### Work task
The word "bare" marks the lines to copy; find all of them in the entries below.

=====

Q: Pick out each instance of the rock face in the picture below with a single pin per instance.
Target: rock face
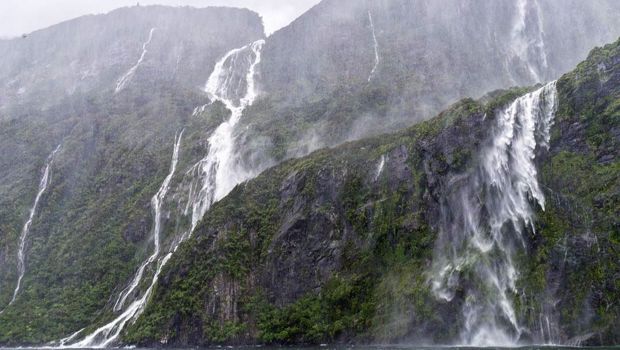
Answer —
(112, 90)
(331, 247)
(324, 85)
(336, 246)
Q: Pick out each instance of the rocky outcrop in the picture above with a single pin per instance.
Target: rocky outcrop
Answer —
(336, 246)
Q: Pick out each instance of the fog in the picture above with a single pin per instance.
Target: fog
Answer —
(24, 16)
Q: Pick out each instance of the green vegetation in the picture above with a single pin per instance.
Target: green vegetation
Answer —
(325, 249)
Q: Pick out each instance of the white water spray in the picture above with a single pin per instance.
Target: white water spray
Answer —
(109, 333)
(376, 46)
(218, 173)
(380, 166)
(483, 220)
(224, 85)
(21, 257)
(120, 84)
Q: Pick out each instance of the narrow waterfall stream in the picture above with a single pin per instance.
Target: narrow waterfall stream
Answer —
(232, 83)
(21, 257)
(483, 220)
(375, 46)
(120, 84)
(218, 173)
(110, 332)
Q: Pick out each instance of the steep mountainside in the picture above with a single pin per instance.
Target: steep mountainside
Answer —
(118, 132)
(111, 92)
(345, 244)
(353, 68)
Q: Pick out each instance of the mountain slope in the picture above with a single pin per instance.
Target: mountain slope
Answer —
(337, 246)
(91, 228)
(351, 69)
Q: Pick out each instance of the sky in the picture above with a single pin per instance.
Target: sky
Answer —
(24, 16)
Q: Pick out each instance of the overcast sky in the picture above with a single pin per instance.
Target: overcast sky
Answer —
(24, 16)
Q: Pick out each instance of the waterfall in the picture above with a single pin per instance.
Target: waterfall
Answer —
(376, 46)
(232, 83)
(109, 333)
(120, 84)
(218, 173)
(21, 258)
(483, 218)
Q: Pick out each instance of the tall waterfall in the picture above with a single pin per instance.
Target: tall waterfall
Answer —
(484, 217)
(232, 82)
(219, 172)
(122, 81)
(375, 46)
(110, 332)
(21, 258)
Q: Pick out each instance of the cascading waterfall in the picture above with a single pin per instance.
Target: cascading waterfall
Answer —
(483, 219)
(218, 173)
(120, 84)
(376, 46)
(21, 258)
(107, 334)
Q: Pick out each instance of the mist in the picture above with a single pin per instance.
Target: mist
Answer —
(19, 17)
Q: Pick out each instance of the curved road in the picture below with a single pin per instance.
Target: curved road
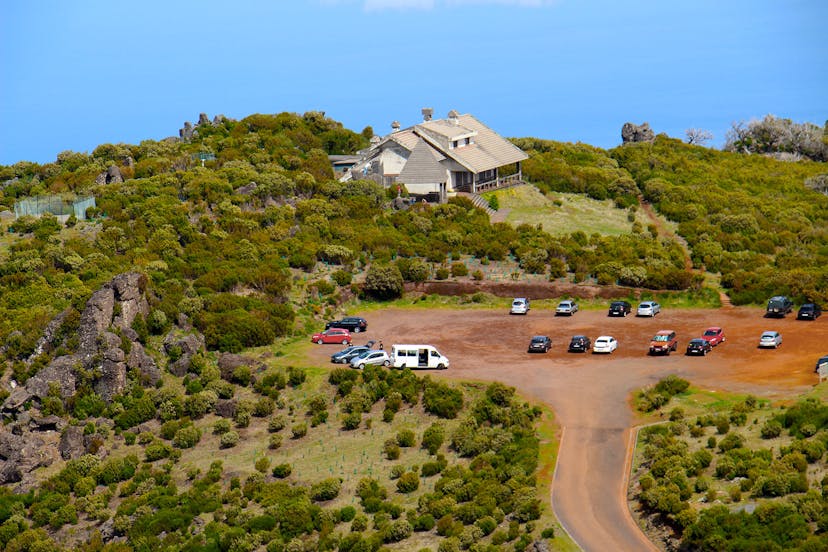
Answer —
(590, 393)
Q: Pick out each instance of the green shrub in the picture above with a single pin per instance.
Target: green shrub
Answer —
(157, 451)
(342, 277)
(408, 482)
(771, 429)
(383, 282)
(280, 471)
(397, 531)
(221, 426)
(187, 437)
(406, 438)
(229, 439)
(433, 437)
(299, 430)
(327, 489)
(391, 449)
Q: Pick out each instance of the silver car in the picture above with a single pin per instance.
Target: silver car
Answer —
(368, 358)
(648, 308)
(770, 339)
(566, 308)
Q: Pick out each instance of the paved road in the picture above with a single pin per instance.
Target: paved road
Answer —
(590, 394)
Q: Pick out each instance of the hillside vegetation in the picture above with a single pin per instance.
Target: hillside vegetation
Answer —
(741, 474)
(760, 222)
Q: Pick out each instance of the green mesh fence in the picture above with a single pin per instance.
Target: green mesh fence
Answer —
(55, 204)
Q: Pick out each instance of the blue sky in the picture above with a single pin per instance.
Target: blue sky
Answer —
(74, 75)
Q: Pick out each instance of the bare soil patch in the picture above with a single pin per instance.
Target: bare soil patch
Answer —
(590, 393)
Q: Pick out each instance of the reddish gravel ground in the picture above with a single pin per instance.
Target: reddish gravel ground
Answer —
(590, 393)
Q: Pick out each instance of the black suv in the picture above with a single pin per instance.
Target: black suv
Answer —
(620, 308)
(809, 311)
(580, 344)
(353, 324)
(779, 306)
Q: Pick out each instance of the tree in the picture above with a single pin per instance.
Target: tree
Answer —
(384, 282)
(698, 136)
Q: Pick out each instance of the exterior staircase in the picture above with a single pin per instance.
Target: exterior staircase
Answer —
(478, 202)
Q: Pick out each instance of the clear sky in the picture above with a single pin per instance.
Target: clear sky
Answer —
(76, 74)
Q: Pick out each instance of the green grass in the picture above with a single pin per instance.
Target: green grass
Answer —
(561, 213)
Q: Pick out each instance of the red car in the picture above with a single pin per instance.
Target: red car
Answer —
(714, 335)
(333, 335)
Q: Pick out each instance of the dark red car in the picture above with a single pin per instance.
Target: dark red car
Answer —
(714, 335)
(332, 335)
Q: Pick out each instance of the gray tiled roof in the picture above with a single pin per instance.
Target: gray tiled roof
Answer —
(423, 166)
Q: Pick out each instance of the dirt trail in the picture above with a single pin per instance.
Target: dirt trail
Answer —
(589, 393)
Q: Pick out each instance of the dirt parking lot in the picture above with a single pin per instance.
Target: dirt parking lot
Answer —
(590, 393)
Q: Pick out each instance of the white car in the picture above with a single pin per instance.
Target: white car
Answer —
(520, 305)
(770, 339)
(648, 308)
(567, 308)
(368, 358)
(605, 344)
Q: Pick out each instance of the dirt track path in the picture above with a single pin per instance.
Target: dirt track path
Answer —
(590, 394)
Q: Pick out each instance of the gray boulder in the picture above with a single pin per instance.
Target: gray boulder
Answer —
(144, 364)
(634, 133)
(60, 371)
(95, 318)
(112, 381)
(129, 292)
(71, 444)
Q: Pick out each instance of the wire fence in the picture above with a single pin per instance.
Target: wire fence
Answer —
(54, 204)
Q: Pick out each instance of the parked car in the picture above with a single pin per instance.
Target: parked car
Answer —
(540, 344)
(520, 305)
(714, 335)
(770, 339)
(809, 311)
(371, 358)
(345, 355)
(418, 356)
(698, 346)
(648, 308)
(778, 306)
(663, 342)
(579, 344)
(620, 308)
(353, 324)
(605, 344)
(566, 308)
(332, 335)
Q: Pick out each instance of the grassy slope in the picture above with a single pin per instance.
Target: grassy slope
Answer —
(526, 204)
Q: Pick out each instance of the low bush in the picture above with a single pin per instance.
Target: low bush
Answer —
(229, 439)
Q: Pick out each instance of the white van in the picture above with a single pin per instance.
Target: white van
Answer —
(417, 356)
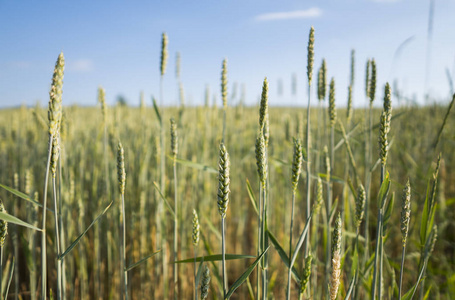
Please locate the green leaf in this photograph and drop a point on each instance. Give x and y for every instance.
(76, 241)
(214, 257)
(284, 257)
(169, 207)
(11, 219)
(384, 191)
(251, 196)
(157, 110)
(140, 262)
(301, 240)
(216, 270)
(245, 275)
(21, 195)
(195, 165)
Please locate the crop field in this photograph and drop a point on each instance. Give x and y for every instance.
(223, 201)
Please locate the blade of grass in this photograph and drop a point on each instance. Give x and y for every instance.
(21, 195)
(11, 219)
(194, 165)
(284, 257)
(245, 275)
(251, 196)
(214, 257)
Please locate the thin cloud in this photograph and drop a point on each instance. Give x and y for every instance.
(81, 65)
(296, 14)
(385, 1)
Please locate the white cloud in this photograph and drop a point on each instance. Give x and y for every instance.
(385, 1)
(296, 14)
(81, 65)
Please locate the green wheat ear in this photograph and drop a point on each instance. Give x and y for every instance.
(319, 196)
(177, 65)
(3, 226)
(372, 85)
(55, 153)
(405, 212)
(174, 139)
(322, 81)
(367, 78)
(332, 111)
(121, 168)
(327, 163)
(223, 181)
(264, 107)
(296, 163)
(55, 96)
(164, 54)
(224, 83)
(310, 57)
(360, 205)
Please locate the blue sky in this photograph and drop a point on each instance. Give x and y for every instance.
(116, 44)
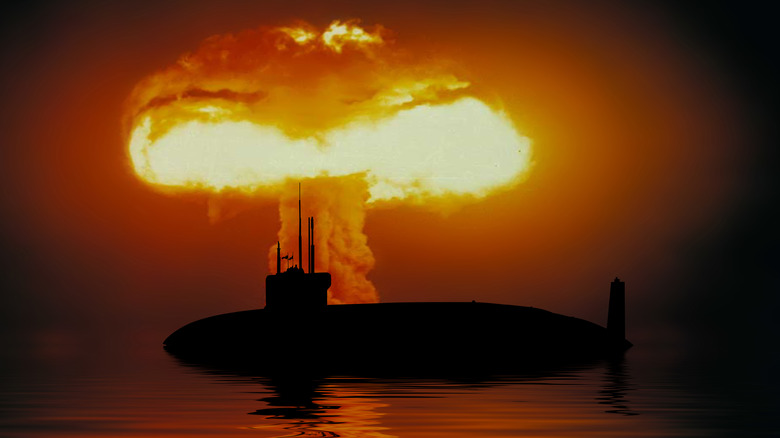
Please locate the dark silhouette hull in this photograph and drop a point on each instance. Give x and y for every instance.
(395, 337)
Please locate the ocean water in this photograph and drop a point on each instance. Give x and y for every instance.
(62, 388)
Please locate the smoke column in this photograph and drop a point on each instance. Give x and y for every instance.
(339, 208)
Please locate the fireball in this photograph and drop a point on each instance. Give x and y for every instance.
(365, 121)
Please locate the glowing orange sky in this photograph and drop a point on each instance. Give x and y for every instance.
(640, 148)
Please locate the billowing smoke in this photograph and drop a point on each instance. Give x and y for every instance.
(341, 247)
(358, 119)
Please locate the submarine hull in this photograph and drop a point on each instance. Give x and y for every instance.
(393, 336)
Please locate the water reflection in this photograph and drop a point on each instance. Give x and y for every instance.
(529, 402)
(617, 384)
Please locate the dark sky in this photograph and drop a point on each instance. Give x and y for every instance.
(87, 245)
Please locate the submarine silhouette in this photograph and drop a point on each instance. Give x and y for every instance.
(297, 329)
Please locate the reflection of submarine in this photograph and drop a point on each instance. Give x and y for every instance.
(297, 328)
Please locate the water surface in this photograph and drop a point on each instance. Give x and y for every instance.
(140, 390)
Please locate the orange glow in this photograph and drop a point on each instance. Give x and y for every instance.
(252, 112)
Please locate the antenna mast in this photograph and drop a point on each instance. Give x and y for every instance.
(300, 243)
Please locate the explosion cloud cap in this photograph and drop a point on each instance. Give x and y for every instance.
(253, 110)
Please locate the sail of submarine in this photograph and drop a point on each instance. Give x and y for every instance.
(298, 326)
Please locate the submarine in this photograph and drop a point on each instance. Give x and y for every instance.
(298, 330)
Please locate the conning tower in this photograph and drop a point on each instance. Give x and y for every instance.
(294, 289)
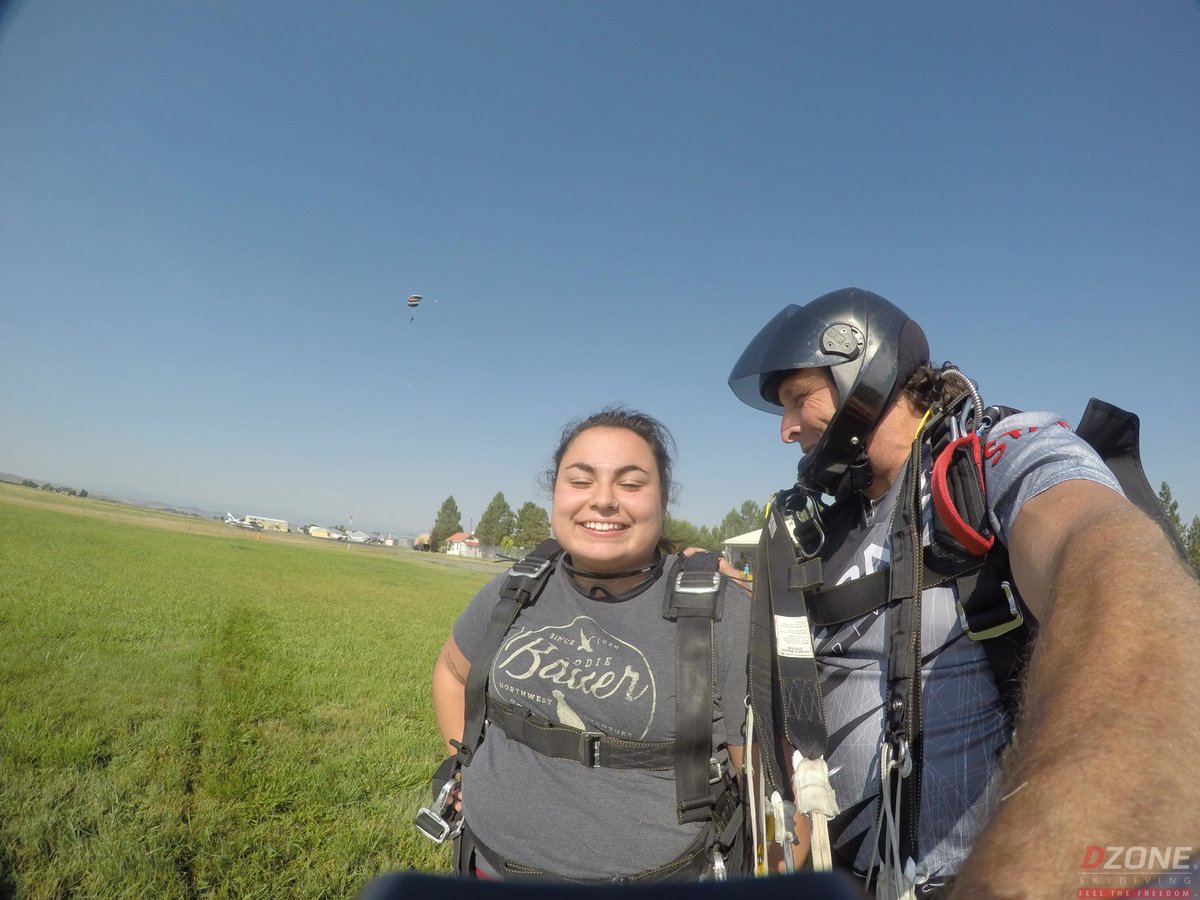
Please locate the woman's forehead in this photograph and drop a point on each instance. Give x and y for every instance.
(604, 444)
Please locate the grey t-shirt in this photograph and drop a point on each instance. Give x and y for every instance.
(605, 665)
(965, 729)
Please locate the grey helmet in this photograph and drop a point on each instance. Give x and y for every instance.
(870, 347)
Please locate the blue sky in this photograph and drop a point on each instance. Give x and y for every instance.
(211, 214)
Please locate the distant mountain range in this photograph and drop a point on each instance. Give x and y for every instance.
(102, 493)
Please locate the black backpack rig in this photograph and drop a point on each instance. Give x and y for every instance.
(706, 789)
(785, 688)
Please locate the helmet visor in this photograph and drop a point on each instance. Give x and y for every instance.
(795, 339)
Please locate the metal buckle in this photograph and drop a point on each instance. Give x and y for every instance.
(525, 569)
(589, 748)
(435, 825)
(715, 771)
(1003, 628)
(709, 583)
(431, 825)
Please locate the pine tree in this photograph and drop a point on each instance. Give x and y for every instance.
(497, 523)
(1193, 541)
(533, 526)
(449, 521)
(1171, 507)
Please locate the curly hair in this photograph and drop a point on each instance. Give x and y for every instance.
(935, 384)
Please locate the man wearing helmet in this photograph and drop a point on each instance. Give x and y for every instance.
(893, 684)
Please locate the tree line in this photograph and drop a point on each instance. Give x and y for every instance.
(1189, 534)
(501, 528)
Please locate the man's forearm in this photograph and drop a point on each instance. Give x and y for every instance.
(1105, 753)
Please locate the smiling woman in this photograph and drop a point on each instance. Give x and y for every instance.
(591, 661)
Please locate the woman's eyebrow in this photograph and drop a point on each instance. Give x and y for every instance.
(591, 469)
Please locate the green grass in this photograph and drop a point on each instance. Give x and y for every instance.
(203, 713)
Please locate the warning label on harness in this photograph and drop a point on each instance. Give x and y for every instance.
(792, 636)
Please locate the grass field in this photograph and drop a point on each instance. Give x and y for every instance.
(197, 711)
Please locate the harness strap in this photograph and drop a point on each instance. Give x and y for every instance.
(903, 717)
(593, 749)
(693, 604)
(525, 583)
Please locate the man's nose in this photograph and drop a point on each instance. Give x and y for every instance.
(790, 431)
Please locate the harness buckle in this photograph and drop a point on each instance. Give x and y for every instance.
(529, 568)
(1017, 618)
(436, 826)
(697, 582)
(589, 748)
(715, 771)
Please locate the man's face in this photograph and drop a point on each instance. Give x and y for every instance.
(809, 401)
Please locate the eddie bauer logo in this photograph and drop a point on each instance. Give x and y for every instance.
(1137, 873)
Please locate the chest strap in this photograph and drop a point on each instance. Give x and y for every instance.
(525, 583)
(693, 604)
(592, 749)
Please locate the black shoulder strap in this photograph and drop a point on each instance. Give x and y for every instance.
(525, 583)
(1115, 435)
(693, 603)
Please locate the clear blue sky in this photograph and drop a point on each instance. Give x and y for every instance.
(211, 214)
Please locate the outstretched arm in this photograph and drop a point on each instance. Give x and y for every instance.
(1105, 753)
(450, 693)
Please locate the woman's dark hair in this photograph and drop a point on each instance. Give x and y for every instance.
(647, 427)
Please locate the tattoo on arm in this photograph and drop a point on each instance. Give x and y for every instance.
(454, 670)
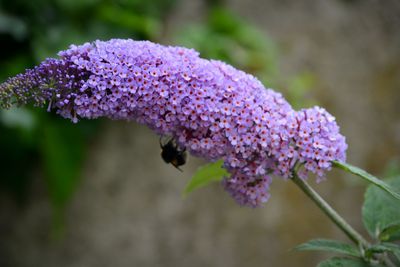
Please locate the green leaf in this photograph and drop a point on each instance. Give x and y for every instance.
(384, 247)
(330, 246)
(345, 262)
(369, 177)
(394, 248)
(62, 150)
(381, 212)
(204, 175)
(390, 233)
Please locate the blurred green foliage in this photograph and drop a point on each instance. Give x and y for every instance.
(35, 143)
(227, 37)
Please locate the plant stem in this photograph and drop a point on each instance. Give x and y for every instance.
(330, 212)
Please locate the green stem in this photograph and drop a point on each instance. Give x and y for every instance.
(330, 212)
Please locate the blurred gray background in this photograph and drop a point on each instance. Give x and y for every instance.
(128, 208)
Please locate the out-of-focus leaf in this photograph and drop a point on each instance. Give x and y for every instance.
(380, 210)
(330, 246)
(369, 177)
(140, 23)
(18, 117)
(63, 154)
(345, 262)
(212, 172)
(13, 25)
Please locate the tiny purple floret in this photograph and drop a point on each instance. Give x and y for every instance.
(212, 109)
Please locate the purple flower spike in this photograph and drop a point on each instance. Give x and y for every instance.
(210, 108)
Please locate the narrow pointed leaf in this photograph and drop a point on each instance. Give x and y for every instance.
(330, 246)
(381, 212)
(369, 177)
(390, 233)
(206, 174)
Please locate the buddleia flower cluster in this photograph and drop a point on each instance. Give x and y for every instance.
(210, 108)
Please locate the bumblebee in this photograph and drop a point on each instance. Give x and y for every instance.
(171, 153)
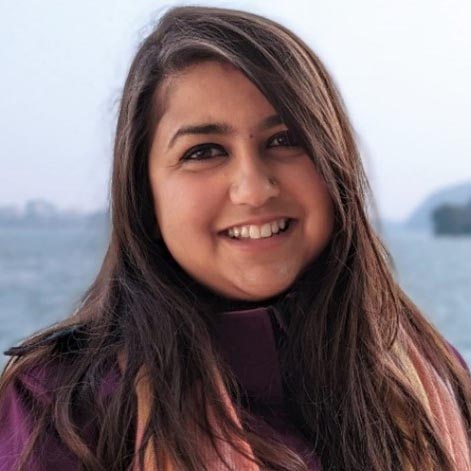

=====

### Answer for this exercise
Q: Pick out each instance of the bare soil patch in the picture above with a single pin per instance.
Target: bare soil patch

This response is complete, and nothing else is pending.